#### [Esercizi]
A. Nel testo sul paziente con gravi disturbi mentali, perché il disagio mentale non grava soltanto su chi ne soffre? Rispondi in una o due frasi.
B. Per favore, riassumi in due frasi il testo sul paziente con gravi disturbi mentali.
C. Prosegui il testo sul paziente con gravi disturbi mentali dopo la sua ultima frase.

#### [Testo fornito]
>>

Il paziente con gravi disturbi mentali

Il disagio mentale non è a carico del solo paziente che ne soffre. Il suo peso viene condiviso con la famiglia. Uno sguardo lucido e attuale aiuta a fare chiarezza.

Una gestione complessa

13/07/2012

L’elevato grado di disabilità si riflette e pesa sul paziente, sui suoi familiari e sulla collettività. Le persone coinvolte, sia i soggetti affetti sia i familiari, sono spesso impreparati alla gestione effettiva della malattia. Alcuni studi testimoniano come gli oneri collegati ai disturbi mentali siano maggiori rispetto a quelli determinati da malattie fisiche come il diabete e le patologie cardiache, renali e polmonari. Il sostegno sociale, così come l’intervento fornito dagli specialisti, risulta drasticamente ridotto rispetto alle condizioni dettate da problematiche di natura organica (il fenomeno è meglio noto con l’espressione sintetica: family burden).

<<

#### [Record forniti]
>>

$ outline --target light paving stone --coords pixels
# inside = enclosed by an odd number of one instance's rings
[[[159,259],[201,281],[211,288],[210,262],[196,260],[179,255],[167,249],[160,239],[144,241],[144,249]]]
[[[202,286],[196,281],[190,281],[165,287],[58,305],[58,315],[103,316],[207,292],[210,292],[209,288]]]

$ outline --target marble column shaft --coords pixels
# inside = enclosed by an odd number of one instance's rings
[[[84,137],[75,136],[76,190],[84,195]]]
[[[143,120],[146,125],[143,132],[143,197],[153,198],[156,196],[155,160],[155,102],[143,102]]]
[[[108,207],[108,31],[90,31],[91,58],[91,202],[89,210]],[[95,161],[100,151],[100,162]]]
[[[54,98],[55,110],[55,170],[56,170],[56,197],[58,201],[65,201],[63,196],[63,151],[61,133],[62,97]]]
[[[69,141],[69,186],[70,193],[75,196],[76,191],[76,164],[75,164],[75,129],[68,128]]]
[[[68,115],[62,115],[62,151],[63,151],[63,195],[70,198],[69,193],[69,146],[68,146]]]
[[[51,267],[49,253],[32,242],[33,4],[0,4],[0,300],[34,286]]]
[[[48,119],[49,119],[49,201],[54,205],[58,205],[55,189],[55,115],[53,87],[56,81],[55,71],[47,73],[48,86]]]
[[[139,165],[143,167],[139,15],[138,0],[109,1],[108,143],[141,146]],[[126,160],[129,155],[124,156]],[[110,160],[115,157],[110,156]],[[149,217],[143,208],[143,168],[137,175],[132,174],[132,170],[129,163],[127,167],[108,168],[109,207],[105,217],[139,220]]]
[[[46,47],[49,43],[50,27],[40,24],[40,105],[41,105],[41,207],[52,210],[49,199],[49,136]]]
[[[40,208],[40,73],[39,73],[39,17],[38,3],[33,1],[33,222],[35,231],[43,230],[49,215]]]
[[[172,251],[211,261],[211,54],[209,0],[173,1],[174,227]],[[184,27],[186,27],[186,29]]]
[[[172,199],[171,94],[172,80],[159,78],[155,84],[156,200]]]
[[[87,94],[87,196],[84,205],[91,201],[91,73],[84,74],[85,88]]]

<<

#### [Risposte fornite]
A. Perché il suo peso viene condiviso con la famiglia. L'elevato grado di disabilità si riflette infatti sul paziente, sui suoi familiari e sulla collettività.

B. Il grave disagio mentale, con il suo elevato grado di disabilità, pesa sul paziente, sulla famiglia e sulla collettività, e spesso sia i malati sia i familiari sono impreparati a gestirlo. Alcuni studi indicano che i suoi oneri superano quelli di malattie fisiche come il diabete e le patologie cardiache, renali e polmonari, mentre il sostegno sociale e specialistico è molto più ridotto, fenomeno noto come family burden.

C.
Le persone affette da disagio psichico, come anche i propri familiari, sono soggetti ad atteggiamenti particolari adottati dalla comunità. Spesso si assiste a reazioni di allontanamento, probabilmente dettate dalla percezione di minaccia. Uno dei pregiudizi più comuni è quello della pericolosità sociale: l’individuo malato di mente è temuto dalla collettività in quanto può mettere in atto comportamenti auto ed eteroaggressivi. Spesso si assiste a una vera e propria esclusione sociale in cui il soggetto malato viene stigmatizzato, cioè porta con sé un marchio di discredito e di vergogna. Lo stigma è un fenomeno che coinvolge anche le famiglie e tutte le figure di riferimento che si occupano dell’individuo stesso. C’è una ridotta accettazione del disturbo mentale da parte della società rispetto ai disturbi fisici. Ciò comporta per il paziente, che già sperimenta la sofferenza legata alla malattia, ulteriori disagi, quali, per esempio, la riduzione della qualità della vita e le opportunità lavorative e abitative piuttosto limitate, associate a una più bassa autostima.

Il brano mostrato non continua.